(Contour labeling entries)
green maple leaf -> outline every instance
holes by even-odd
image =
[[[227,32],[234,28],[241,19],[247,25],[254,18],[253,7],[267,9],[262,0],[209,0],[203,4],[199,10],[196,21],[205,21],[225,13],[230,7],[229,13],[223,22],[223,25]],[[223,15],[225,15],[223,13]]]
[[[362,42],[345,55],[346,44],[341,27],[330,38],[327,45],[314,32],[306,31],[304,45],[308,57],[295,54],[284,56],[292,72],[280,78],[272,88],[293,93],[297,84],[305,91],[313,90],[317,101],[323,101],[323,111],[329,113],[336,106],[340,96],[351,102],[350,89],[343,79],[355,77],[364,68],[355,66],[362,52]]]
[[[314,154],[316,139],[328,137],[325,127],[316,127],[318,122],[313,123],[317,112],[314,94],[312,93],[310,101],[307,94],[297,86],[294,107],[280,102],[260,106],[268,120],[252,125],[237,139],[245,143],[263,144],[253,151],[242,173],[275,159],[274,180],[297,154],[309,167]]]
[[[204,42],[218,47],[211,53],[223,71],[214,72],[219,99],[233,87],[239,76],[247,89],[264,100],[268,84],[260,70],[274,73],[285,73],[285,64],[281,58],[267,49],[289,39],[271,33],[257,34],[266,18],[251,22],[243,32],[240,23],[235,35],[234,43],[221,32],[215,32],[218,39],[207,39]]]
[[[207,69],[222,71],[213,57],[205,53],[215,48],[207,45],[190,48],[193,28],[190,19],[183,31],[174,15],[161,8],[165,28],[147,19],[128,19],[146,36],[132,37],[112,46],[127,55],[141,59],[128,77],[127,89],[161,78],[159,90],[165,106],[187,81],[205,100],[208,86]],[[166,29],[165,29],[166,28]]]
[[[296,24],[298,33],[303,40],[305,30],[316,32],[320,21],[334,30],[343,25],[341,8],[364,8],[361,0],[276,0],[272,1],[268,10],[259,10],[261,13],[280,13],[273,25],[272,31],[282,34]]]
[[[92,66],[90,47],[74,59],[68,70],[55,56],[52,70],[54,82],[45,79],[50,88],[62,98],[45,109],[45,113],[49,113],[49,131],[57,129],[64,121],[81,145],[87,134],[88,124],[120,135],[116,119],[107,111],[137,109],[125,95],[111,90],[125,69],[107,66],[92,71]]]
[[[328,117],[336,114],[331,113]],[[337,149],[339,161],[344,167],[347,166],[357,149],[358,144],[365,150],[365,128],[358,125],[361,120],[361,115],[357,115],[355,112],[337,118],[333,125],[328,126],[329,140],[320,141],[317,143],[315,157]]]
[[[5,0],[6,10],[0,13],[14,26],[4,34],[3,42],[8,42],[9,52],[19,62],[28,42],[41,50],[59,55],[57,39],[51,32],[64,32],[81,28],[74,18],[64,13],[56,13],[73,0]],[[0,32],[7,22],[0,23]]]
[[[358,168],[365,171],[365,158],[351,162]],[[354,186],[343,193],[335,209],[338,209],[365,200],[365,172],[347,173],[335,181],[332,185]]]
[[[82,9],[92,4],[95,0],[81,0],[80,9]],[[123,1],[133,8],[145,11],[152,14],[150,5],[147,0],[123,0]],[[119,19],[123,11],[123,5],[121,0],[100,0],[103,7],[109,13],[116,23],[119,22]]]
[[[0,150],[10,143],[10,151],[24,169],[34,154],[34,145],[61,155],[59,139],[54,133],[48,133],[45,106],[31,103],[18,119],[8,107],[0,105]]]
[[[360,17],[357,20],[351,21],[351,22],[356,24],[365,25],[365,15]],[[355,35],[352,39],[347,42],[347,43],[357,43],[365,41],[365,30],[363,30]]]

> Brief: Please set down each line of the records exactly as given.

> Result for this task:
green maple leaf -> outline every instance
holes by even-odd
image =
[[[227,32],[234,28],[241,19],[247,25],[254,18],[253,7],[267,9],[262,0],[209,0],[203,4],[199,10],[196,21],[205,21],[225,13],[230,7],[229,13],[223,22],[223,25]],[[223,15],[225,15],[223,13]]]
[[[362,42],[345,55],[346,44],[341,27],[330,38],[327,45],[314,32],[306,31],[304,45],[308,57],[295,54],[284,56],[292,72],[280,78],[272,88],[293,93],[297,84],[305,91],[313,90],[317,101],[323,101],[323,111],[329,113],[336,106],[340,96],[351,102],[350,89],[343,79],[355,77],[364,68],[355,66],[362,52]]]
[[[314,154],[316,139],[328,137],[325,127],[316,127],[318,122],[313,123],[317,112],[314,94],[312,93],[310,101],[307,94],[297,86],[294,107],[280,102],[260,106],[268,120],[252,125],[237,139],[245,143],[263,144],[253,151],[242,173],[275,159],[274,180],[297,154],[309,167]]]
[[[204,42],[218,47],[211,53],[223,71],[214,72],[219,99],[233,87],[239,76],[247,89],[264,100],[268,84],[260,70],[274,73],[285,73],[285,64],[281,58],[267,49],[289,39],[271,33],[257,34],[266,18],[251,22],[243,32],[240,23],[235,35],[234,43],[221,32],[215,32],[218,39],[207,39]]]
[[[207,69],[222,71],[213,57],[205,53],[215,48],[207,45],[190,48],[193,28],[190,19],[183,31],[174,15],[161,8],[165,28],[147,19],[128,19],[146,36],[132,37],[112,46],[127,55],[141,59],[128,77],[127,89],[161,78],[159,90],[165,106],[187,81],[205,100],[208,86]],[[166,29],[165,29],[166,28]]]
[[[296,24],[298,33],[303,40],[305,30],[316,32],[320,21],[334,30],[343,25],[341,8],[364,8],[361,0],[276,0],[272,1],[268,10],[259,10],[261,13],[280,13],[273,25],[272,31],[282,34]]]
[[[92,66],[90,47],[74,59],[68,70],[55,56],[52,70],[54,82],[45,79],[50,88],[62,98],[45,109],[45,113],[49,113],[49,131],[57,129],[64,121],[81,145],[87,134],[88,124],[120,135],[116,119],[107,111],[137,109],[125,95],[111,90],[125,69],[107,66],[92,71]]]
[[[328,117],[336,114],[331,113]],[[337,149],[339,161],[344,167],[347,166],[357,149],[358,144],[365,150],[365,128],[358,125],[361,120],[361,115],[357,115],[355,112],[337,118],[333,125],[328,126],[329,140],[320,141],[317,143],[315,157]]]
[[[5,0],[6,10],[0,13],[14,26],[4,34],[3,42],[8,42],[9,52],[19,62],[28,42],[41,50],[59,55],[57,39],[51,32],[64,32],[81,28],[74,18],[64,13],[56,13],[73,0]],[[0,32],[7,22],[0,23]]]
[[[358,168],[365,171],[365,158],[351,162]],[[354,186],[343,193],[335,209],[338,209],[365,200],[365,172],[347,173],[335,181],[332,185]]]
[[[82,9],[92,4],[95,0],[81,0],[80,9]],[[123,1],[133,8],[145,11],[152,14],[150,5],[147,0],[123,0]],[[119,19],[123,11],[123,5],[121,0],[100,0],[103,7],[109,13],[116,23],[119,22]]]
[[[0,150],[10,143],[10,151],[24,169],[34,154],[34,145],[61,155],[59,139],[54,133],[48,133],[45,106],[31,103],[18,119],[8,107],[0,105]]]
[[[360,17],[357,20],[351,21],[351,22],[356,24],[365,25],[365,15]],[[355,35],[352,39],[347,42],[347,43],[357,43],[365,41],[365,30],[363,30]]]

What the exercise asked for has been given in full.